## [EXERCISE DESCRIPTION]
Give back, character for character, the line that includes "Where can you spot the woman sitting" and all lines beneath it in the data.

Stored data entries
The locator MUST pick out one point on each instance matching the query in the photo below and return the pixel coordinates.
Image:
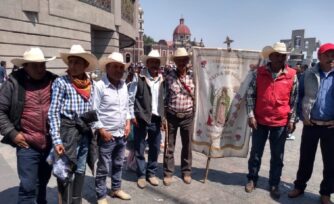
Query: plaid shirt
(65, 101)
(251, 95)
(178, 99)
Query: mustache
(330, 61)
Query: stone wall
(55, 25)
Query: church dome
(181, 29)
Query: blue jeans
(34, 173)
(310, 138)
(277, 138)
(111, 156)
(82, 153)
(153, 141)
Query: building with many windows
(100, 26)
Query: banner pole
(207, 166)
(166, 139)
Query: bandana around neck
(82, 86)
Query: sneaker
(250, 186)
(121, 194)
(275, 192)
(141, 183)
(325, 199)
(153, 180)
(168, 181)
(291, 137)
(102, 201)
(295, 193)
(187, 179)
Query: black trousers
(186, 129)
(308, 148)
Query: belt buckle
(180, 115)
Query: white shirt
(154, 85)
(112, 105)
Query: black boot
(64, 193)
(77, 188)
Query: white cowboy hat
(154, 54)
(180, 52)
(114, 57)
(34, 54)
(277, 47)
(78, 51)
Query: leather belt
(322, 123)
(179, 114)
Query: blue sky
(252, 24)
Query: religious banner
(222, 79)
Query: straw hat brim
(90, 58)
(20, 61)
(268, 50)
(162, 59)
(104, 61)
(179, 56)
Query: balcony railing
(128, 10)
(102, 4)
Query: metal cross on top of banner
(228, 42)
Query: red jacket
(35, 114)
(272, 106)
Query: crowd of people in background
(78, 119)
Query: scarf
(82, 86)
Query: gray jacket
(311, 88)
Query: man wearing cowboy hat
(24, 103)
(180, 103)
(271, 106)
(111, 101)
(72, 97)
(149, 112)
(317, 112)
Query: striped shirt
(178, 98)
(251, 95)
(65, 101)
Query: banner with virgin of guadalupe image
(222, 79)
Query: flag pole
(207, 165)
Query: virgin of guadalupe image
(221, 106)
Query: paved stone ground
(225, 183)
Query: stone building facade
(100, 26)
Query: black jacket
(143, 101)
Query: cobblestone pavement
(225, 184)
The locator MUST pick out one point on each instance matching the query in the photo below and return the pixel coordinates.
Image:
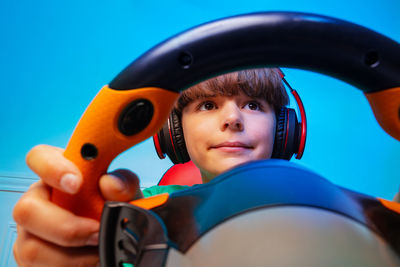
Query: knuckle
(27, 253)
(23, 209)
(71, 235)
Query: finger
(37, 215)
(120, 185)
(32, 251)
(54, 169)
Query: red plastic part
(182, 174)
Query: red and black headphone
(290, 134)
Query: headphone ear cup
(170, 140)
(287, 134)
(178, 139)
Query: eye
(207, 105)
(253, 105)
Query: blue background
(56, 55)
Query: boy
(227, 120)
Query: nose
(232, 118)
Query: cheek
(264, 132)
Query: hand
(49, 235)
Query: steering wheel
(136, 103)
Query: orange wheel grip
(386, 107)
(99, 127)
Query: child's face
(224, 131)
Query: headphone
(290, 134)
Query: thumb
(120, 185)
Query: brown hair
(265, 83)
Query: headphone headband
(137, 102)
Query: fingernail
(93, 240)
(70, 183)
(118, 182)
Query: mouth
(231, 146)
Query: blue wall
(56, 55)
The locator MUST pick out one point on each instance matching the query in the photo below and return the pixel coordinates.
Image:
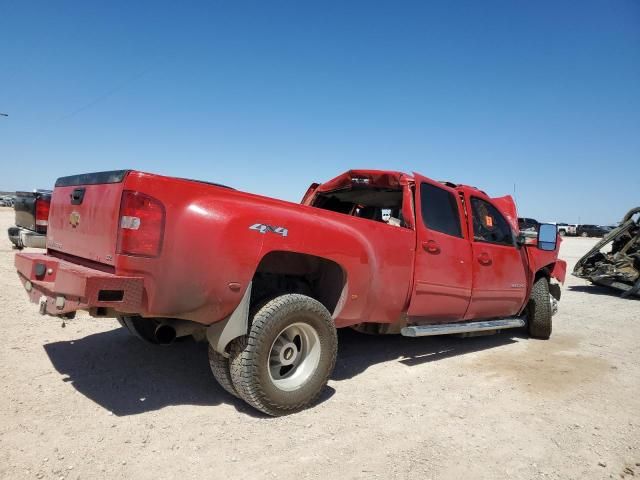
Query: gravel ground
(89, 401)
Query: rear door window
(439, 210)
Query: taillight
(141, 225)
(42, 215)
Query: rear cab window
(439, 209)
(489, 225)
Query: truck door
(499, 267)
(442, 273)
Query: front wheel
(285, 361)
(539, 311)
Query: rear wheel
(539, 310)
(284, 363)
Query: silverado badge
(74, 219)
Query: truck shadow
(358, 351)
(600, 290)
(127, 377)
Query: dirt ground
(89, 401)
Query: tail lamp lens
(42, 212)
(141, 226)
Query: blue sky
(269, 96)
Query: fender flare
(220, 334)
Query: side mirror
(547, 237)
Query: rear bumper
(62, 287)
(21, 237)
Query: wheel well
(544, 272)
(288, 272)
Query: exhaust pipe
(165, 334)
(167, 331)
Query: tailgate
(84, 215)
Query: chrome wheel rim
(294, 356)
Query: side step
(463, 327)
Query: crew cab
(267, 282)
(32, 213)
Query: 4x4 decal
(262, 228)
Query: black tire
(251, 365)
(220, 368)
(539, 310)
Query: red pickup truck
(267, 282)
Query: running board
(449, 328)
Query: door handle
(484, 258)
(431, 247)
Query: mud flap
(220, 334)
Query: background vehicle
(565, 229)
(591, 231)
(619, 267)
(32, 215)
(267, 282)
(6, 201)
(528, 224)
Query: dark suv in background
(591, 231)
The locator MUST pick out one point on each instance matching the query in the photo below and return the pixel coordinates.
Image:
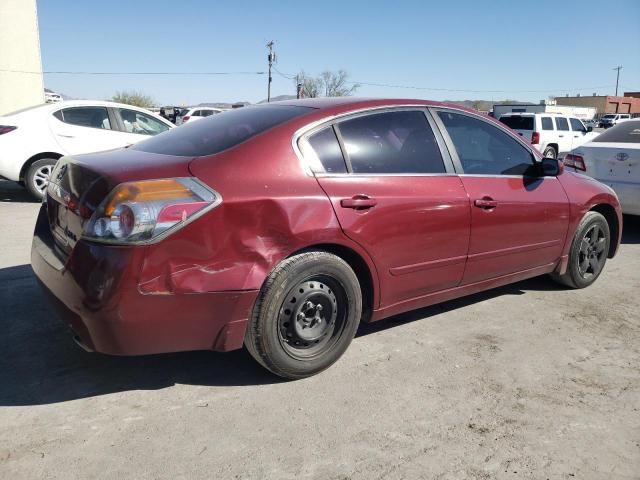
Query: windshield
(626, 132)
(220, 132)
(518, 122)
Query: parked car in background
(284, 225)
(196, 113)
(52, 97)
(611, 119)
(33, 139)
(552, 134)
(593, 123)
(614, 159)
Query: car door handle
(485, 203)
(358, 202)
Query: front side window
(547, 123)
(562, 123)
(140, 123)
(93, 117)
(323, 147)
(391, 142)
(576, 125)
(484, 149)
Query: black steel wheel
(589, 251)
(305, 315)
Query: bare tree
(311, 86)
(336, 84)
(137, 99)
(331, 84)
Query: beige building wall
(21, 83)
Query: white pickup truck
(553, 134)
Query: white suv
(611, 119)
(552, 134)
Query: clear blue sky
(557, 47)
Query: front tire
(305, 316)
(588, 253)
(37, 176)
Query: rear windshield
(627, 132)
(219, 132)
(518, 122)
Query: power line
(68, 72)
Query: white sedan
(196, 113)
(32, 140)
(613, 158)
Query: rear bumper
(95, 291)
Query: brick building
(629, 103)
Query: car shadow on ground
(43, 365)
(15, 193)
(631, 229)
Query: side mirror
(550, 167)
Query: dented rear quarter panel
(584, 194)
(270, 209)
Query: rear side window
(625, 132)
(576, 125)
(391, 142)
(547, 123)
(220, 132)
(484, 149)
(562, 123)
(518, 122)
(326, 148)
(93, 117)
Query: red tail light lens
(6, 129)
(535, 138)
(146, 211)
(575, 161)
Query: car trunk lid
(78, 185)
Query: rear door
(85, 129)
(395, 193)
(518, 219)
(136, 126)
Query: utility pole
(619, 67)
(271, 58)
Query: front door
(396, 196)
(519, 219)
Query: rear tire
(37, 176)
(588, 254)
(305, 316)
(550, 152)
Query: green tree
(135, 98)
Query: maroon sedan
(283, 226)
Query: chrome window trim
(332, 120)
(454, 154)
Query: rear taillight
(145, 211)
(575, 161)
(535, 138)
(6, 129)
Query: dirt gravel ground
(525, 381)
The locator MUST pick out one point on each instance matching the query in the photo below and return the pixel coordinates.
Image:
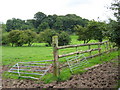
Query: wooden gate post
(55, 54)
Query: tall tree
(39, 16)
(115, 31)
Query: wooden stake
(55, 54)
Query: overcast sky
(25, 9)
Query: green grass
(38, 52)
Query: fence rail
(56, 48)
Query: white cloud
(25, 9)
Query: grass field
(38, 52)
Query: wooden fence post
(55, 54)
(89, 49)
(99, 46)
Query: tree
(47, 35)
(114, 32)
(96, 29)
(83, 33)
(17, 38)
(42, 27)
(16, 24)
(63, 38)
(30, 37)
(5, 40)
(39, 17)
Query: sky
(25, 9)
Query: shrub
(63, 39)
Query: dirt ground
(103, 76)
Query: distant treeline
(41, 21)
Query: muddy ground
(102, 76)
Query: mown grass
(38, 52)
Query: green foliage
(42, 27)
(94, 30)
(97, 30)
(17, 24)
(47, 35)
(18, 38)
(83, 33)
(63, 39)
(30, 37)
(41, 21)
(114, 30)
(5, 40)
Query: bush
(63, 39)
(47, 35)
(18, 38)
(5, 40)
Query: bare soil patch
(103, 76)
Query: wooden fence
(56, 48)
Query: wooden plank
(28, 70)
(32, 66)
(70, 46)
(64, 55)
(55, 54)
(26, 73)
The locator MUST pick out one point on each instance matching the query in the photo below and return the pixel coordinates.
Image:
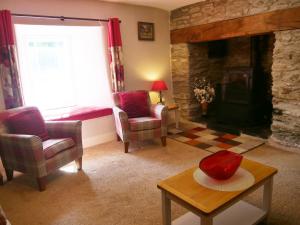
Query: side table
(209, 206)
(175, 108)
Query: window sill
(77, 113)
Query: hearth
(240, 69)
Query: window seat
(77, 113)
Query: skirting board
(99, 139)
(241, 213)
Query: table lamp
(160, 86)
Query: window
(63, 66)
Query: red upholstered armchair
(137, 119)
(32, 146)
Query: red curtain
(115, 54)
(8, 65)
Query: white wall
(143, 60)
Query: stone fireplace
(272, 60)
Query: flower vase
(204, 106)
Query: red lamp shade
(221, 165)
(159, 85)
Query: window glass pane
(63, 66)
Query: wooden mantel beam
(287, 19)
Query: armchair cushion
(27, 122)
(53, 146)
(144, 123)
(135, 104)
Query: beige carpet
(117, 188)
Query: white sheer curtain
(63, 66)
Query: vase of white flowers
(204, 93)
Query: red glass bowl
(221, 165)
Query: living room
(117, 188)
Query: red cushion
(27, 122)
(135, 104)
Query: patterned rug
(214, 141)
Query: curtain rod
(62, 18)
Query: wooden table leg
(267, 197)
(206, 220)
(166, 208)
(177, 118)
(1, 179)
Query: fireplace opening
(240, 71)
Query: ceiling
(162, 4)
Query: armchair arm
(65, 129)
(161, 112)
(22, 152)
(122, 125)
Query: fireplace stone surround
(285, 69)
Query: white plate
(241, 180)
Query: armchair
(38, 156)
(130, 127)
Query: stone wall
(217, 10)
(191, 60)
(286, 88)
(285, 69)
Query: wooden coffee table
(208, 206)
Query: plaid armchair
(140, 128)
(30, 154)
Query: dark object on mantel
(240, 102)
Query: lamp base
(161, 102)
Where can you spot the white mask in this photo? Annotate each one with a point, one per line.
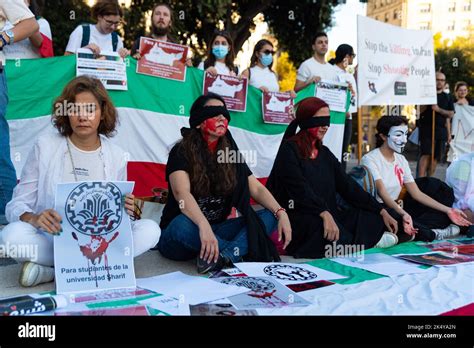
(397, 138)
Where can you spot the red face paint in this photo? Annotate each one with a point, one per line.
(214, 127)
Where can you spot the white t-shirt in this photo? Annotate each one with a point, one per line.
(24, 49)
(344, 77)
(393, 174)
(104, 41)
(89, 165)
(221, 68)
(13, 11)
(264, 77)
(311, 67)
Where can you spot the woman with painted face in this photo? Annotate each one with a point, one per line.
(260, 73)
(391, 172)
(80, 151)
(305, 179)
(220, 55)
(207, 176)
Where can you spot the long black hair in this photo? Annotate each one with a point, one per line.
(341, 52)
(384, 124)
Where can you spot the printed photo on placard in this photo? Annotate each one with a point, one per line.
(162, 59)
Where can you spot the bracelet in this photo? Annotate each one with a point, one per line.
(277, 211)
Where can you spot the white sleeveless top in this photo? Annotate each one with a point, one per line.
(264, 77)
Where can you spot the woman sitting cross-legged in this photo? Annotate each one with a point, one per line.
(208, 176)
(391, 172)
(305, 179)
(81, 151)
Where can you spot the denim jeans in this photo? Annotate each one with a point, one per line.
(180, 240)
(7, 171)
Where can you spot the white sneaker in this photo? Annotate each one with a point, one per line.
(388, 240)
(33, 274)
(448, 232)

## [SOLUTION TO THE PROBLEM]
Where can you spot the woman sitting cross-legged in this photo? Annotate each one with a point, one per line.
(208, 176)
(391, 172)
(305, 179)
(81, 151)
Where can you spot the denim jeans in this photo? Annotate each one with a point, one per line.
(180, 240)
(7, 171)
Where can you spot the white sneaker in this photo? Annotate each one with a point, one per line.
(388, 240)
(33, 274)
(448, 232)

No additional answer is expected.